* [Instructions to follow]: Your task is to retype every entry exactly, omitting nothing.

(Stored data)
----------

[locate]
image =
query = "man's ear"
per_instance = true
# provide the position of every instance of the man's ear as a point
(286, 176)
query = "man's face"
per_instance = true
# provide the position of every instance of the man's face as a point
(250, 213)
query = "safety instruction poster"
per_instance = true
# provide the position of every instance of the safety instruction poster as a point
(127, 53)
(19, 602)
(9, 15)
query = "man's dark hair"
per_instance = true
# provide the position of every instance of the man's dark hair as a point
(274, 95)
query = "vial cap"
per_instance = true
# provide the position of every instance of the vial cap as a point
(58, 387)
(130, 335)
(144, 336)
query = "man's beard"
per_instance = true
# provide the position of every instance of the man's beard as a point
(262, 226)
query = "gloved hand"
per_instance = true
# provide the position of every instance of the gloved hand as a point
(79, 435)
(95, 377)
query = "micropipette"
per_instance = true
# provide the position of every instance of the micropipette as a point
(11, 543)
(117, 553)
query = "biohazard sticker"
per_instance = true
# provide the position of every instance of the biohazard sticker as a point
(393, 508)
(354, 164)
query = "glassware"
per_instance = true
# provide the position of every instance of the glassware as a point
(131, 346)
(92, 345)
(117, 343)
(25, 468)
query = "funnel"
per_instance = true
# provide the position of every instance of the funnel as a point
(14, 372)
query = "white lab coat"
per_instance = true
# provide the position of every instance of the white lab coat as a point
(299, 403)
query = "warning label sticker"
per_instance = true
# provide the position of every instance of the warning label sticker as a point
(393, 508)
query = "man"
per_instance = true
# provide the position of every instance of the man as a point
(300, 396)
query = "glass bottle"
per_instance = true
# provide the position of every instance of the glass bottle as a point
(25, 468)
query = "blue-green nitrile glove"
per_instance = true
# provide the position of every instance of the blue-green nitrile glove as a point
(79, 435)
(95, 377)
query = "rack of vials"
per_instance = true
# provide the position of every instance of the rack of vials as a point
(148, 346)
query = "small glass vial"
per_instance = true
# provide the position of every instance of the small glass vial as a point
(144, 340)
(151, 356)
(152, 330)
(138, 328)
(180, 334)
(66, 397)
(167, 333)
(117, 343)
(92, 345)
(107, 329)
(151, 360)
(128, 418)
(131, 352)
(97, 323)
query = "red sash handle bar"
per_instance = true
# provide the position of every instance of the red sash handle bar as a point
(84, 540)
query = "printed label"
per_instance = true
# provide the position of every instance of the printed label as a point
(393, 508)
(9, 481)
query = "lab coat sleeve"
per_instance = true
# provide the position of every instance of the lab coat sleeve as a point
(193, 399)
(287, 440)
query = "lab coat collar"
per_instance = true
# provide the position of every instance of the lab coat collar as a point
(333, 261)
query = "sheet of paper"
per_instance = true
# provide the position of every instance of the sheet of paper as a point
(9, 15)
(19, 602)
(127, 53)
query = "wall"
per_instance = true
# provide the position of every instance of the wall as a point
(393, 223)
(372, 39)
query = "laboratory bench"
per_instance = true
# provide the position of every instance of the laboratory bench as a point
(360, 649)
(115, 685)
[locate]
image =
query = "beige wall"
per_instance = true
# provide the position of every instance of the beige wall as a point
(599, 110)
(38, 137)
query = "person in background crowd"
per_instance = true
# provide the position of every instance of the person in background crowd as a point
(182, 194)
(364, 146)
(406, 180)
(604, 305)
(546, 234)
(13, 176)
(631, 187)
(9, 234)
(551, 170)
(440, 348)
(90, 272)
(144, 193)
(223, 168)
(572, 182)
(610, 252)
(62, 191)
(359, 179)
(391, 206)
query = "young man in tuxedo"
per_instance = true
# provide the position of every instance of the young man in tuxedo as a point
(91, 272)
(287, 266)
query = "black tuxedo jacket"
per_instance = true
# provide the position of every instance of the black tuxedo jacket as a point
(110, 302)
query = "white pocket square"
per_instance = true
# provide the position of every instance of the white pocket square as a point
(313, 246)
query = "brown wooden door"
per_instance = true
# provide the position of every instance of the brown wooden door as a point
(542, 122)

----------

* [Result of this task]:
[locate]
image =
query = "man's ear"
per_instance = true
# provide the position of every instance of the man's ear as a point
(286, 176)
query = "man's face"
per_instance = true
# provide the position of every instance of the man's face as a point
(250, 213)
query = "safety instruction poster"
per_instance = true
# provide the position of every instance of the safety instruction poster as a point
(127, 53)
(19, 602)
(9, 15)
query = "man's dark hair"
per_instance = true
# provide the position of every instance of the man's dark hair as a point
(274, 95)
query = "vial cap"
per_instance = true
# provide the position of every instance of the vial cap as a point
(58, 387)
(130, 335)
(144, 336)
query = "man's beard"
per_instance = true
# provide the position of every instance of the man's beard as a point
(262, 226)
query = "gloved hand"
per_instance = true
# provide the position of every instance of the gloved hand as a point
(79, 435)
(95, 377)
query = "micropipette"
per_instance = true
# provide the position of every instance of the micropipette as a point
(11, 543)
(117, 553)
query = "biohazard sticker"
per_instance = true
# provide the position of every instance of the biohazard sticker as a point
(393, 508)
(354, 164)
query = "glassware"
per_instance = true
# provide the position of every instance of the glassware as a point
(131, 346)
(92, 345)
(117, 343)
(25, 468)
query = "funnel"
per_instance = true
# provide the position of every instance of the funnel as a point
(14, 372)
query = "white lab coat"
per_instance = true
# provide the position of every instance of the white lab coat as a point
(299, 403)
query = "warning label sticker"
per_instance = true
# provide the position of every instance of the warning label sticker as a point
(393, 508)
query = "man"
per_instance = true
# provide the position of every instance of the man as a point
(300, 396)
query = "glass bottle"
per_instance = true
# provide the position of every instance of the glass bottle as a point
(25, 468)
query = "blue-green nitrile glove"
per_instance = true
# provide the position of every instance of the blue-green nitrile glove as a point
(79, 435)
(95, 377)
query = "rack of vials"
per_instance = true
# provide the position of every instance of the rack of vials as a point
(148, 346)
query = "small glass vial"
per_instance = true
# provide the position of every instance of the small glass vial as a point
(144, 340)
(151, 356)
(152, 330)
(138, 328)
(180, 334)
(66, 397)
(167, 333)
(117, 343)
(92, 345)
(107, 329)
(151, 360)
(128, 418)
(131, 352)
(97, 323)
query = "red sash handle bar"
per_instance = true
# provide the position of every instance of the red sash handle bar as a point
(84, 540)
query = "printed label"
per_instance = true
# provide the position of every instance of the printed label as a point
(393, 508)
(9, 481)
query = "lab coat sleeve"
per_instance = true
# provide the position of every instance of the lab coat sleeve as a point
(193, 399)
(287, 440)
query = "lab coat collar"
per_instance = true
# provide the position of every instance of the lab coat collar as a point
(333, 261)
query = "sheet of paper"
per_instance = true
# provide the position of every instance of the sheet of paper as a point
(9, 15)
(19, 602)
(127, 53)
query = "wall"
per_instance = true
# provide the position of every instance of the wall as a point
(393, 223)
(372, 39)
query = "laboratory bench"
per_instance = true
# provide the position of every instance of the laboratory bench as a point
(360, 649)
(115, 685)
[locate]
image =
query = "beige wall"
per_instance = true
# provide the position of every instance of the beige wall as a point
(599, 110)
(38, 137)
query = "person in background crowd"
per_instance = true
# provide the position of every instance of the person in background crowd as a point
(182, 194)
(364, 146)
(406, 180)
(604, 305)
(546, 234)
(13, 176)
(631, 187)
(9, 234)
(551, 170)
(440, 348)
(90, 272)
(144, 193)
(223, 168)
(572, 182)
(610, 252)
(62, 191)
(359, 179)
(391, 206)
query = "young man in tuxedo"
per_instance = true
# provide the position of every instance of the young man in tuxedo as a point
(91, 272)
(287, 266)
query = "black tuxedo jacket"
per_instance = true
# provide the position of every instance of the black tuxedo jacket as a point
(110, 302)
query = "white pocket square"
per_instance = true
# provide the position of every instance of the white pocket square as a point
(313, 246)
query = "brown wooden door"
per_instance = true
# provide the position of every instance of the brown wooden door as a point
(542, 122)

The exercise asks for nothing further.